▸ Aim of the task: Put each of the lines below into a Markdown table with the columns Row and Line. Number the rows in order and leave out any blank lines.

'''

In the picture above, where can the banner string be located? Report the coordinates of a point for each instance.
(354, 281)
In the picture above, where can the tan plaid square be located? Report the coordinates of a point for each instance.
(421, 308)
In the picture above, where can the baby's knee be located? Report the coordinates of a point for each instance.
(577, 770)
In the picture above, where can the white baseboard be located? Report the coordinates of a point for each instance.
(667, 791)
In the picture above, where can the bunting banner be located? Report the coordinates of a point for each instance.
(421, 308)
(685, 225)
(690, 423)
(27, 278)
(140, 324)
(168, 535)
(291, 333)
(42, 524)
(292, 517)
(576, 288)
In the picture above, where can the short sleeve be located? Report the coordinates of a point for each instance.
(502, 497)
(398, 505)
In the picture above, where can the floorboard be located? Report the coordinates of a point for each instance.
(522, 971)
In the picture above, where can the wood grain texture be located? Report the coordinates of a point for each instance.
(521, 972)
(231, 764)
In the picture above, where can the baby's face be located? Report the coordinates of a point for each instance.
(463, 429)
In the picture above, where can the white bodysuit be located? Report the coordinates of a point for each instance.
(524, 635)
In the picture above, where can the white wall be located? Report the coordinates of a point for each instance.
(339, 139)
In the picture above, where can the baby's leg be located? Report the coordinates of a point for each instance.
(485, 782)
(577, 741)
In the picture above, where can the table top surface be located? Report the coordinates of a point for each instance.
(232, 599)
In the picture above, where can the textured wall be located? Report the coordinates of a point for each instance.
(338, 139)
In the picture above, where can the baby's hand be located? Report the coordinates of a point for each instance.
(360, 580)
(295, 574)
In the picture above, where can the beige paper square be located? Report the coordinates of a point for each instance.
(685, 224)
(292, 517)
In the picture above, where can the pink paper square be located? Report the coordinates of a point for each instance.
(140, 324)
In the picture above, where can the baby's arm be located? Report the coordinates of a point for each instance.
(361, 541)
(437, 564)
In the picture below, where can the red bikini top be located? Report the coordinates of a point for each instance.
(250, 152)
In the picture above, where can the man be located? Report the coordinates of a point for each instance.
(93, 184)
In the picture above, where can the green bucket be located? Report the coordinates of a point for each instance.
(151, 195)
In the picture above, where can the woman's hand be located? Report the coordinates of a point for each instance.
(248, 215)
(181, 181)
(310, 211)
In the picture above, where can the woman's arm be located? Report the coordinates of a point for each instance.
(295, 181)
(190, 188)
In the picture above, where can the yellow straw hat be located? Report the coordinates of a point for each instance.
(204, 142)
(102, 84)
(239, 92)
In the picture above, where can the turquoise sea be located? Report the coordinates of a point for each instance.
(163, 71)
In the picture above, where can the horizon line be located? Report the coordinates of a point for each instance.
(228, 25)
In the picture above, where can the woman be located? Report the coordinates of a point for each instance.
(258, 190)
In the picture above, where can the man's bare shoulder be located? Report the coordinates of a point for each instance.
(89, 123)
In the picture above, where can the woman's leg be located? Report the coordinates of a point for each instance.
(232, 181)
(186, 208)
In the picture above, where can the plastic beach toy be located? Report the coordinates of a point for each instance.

'''

▸ Full answer:
| Row | Line |
|---|---|
| 1 | In the picture above, where can the banner string be located? Report the coordinates of a point for each instance. |
| 2 | (354, 281) |
| 3 | In the picture above, where can the tan plaid square be located? Report the coordinates of a point for each instance. |
| 4 | (421, 308) |
| 5 | In the picture above, where can the baby's knee be located? Report the coordinates of a point for each instance. |
| 6 | (577, 770) |
| 7 | In the picture above, where can the white baseboard be located? Report the coordinates of a point for each instance. |
| 8 | (667, 791) |
| 9 | In the picture above, where can the bunting banner be located? Report the coordinates of a point for each instance. |
| 10 | (421, 308) |
| 11 | (685, 225) |
| 12 | (690, 423) |
| 13 | (27, 278) |
| 14 | (140, 324) |
| 15 | (168, 535) |
| 16 | (291, 333) |
| 17 | (42, 524) |
| 18 | (292, 517) |
| 19 | (576, 288) |
| 20 | In the picture above, where can the short sleeve be located? Report the coordinates of a point for each instance. |
| 21 | (502, 497) |
| 22 | (398, 505) |
| 23 | In the picture above, where can the floorboard be located? Report the coordinates of a point for each instance. |
| 24 | (522, 971) |
| 25 | In the picture above, where can the wood grain texture be located? Report the coordinates of a point for each instance. |
| 26 | (521, 972) |
| 27 | (231, 764) |
| 28 | In the picture above, where can the baby's face be located? Report the coordinates of a point for each instance. |
| 29 | (463, 429) |
| 30 | In the picture above, where can the white bodysuit be located? Report the coordinates of a point for each instance. |
| 31 | (524, 635) |
| 32 | In the picture above, where can the white wall be located? Report the coordinates of a point for each instance. |
| 33 | (339, 139) |
| 34 | In the picture above, where can the baby's leg be located? Report the coordinates of a point for each instance. |
| 35 | (485, 782) |
| 36 | (577, 741) |
| 37 | In the picture above, where can the table top surface be located? Report the coordinates of a point for each instance. |
| 38 | (232, 599) |
| 39 | In the picture above, where can the textured wall be located? Report the coordinates of a point for each instance. |
| 40 | (338, 139) |
| 41 | In the picture above, where can the baby's hand be located? Report the coordinates of a point for each instance. |
| 42 | (360, 580) |
| 43 | (295, 574) |
| 44 | In the picture above, where can the beige paper square be located? Report the coordinates of a point for each instance. |
| 45 | (685, 224) |
| 46 | (292, 517) |
| 47 | In the picture above, where can the pink paper square be located? Report the coordinates of a point for each instance. |
| 48 | (140, 324) |
| 49 | In the picture above, where can the baby's arm be located? Report the coordinates of a point for each instance. |
| 50 | (361, 541) |
| 51 | (437, 564) |
| 52 | In the picture below, where can the red bikini top be located? Report the coordinates of a point for each instance. |
| 53 | (250, 152) |
| 54 | In the picture above, where can the man be located? Report the coordinates of a point for each instance. |
| 55 | (93, 184) |
| 56 | In the picture above, where can the green bucket be located? Report the coordinates of a point for each instance. |
| 57 | (151, 195) |
| 58 | In the picture above, where can the woman's hand be located? Report the coordinates of a point for each instance. |
| 59 | (248, 215) |
| 60 | (181, 181) |
| 61 | (310, 211) |
| 62 | In the picture above, where can the woman's arm be located? Report the coordinates of a point for each instance. |
| 63 | (295, 181) |
| 64 | (190, 188) |
| 65 | In the picture above, where can the yellow straw hat be located? Report the coordinates of a point for each instance. |
| 66 | (204, 142) |
| 67 | (102, 84) |
| 68 | (239, 92) |
| 69 | In the picture above, where can the turquoise sea be located? Report the coordinates of a point for each instance. |
| 70 | (163, 71) |
| 71 | In the picture above, where can the horizon line be located? Report the coordinates of a point for each instance. |
| 72 | (228, 25) |
| 73 | In the picture above, where can the woman be located? Report the coordinates of a point for each instance. |
| 74 | (258, 190) |
| 75 | In the picture above, where can the man's bare shoulder be located? Report the coordinates of a point for each instance. |
| 76 | (89, 123) |
| 77 | In the picture above, where can the woman's leg be located? Report the coordinates of a point for each instance. |
| 78 | (232, 181) |
| 79 | (186, 208) |
| 80 | In the picture above, where can the plastic beach toy be located? Report the coordinates of a point for each instance. |